Problem details: Copy out the entries below word for word, leaving out the pictures.

Data supplied:
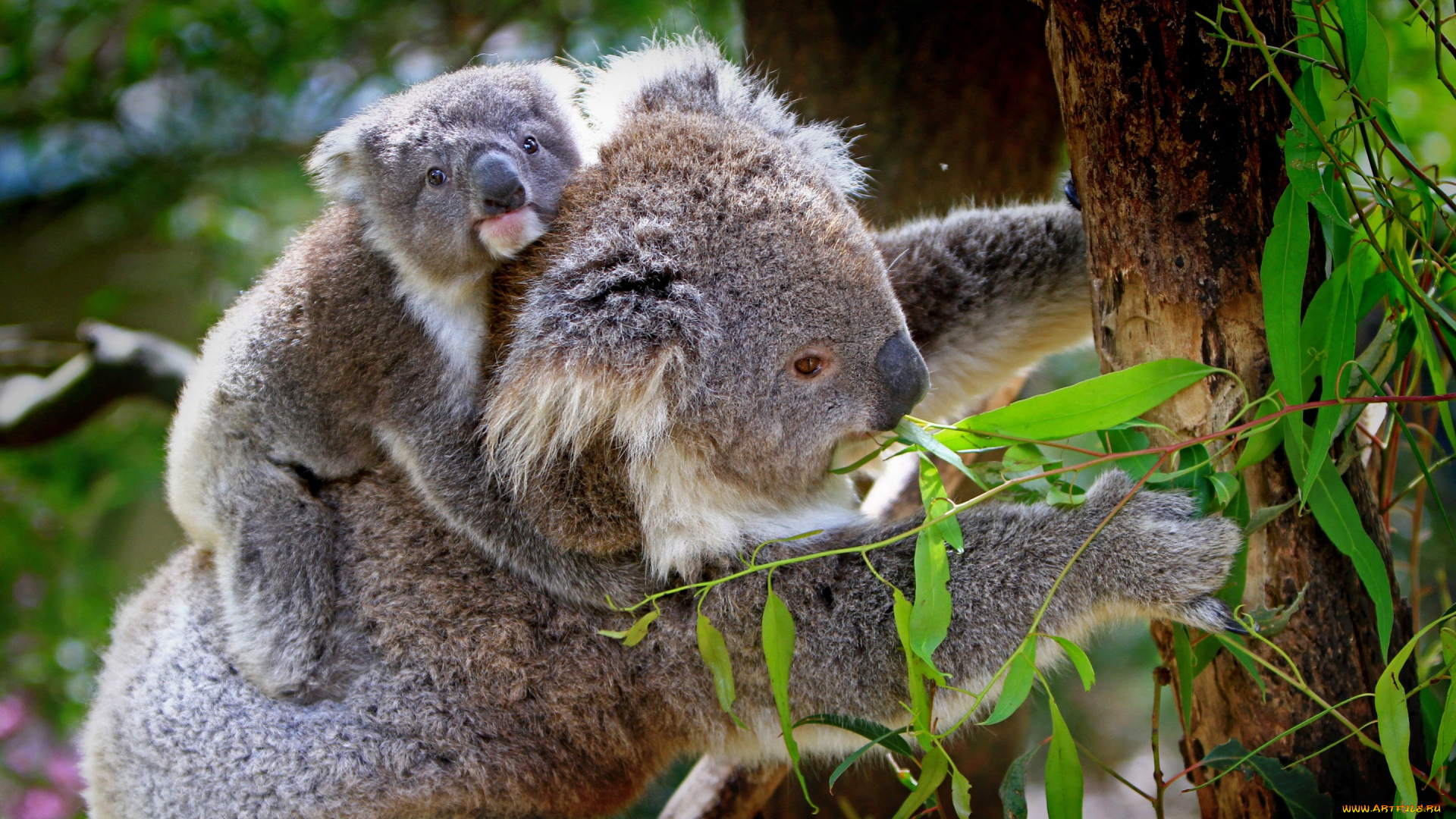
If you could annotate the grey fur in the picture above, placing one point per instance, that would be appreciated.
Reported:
(989, 292)
(683, 278)
(362, 346)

In response:
If you could annotate the grey fur in the picture above, placing one point per instance, that would be appreciated.
Reported:
(989, 292)
(683, 278)
(362, 346)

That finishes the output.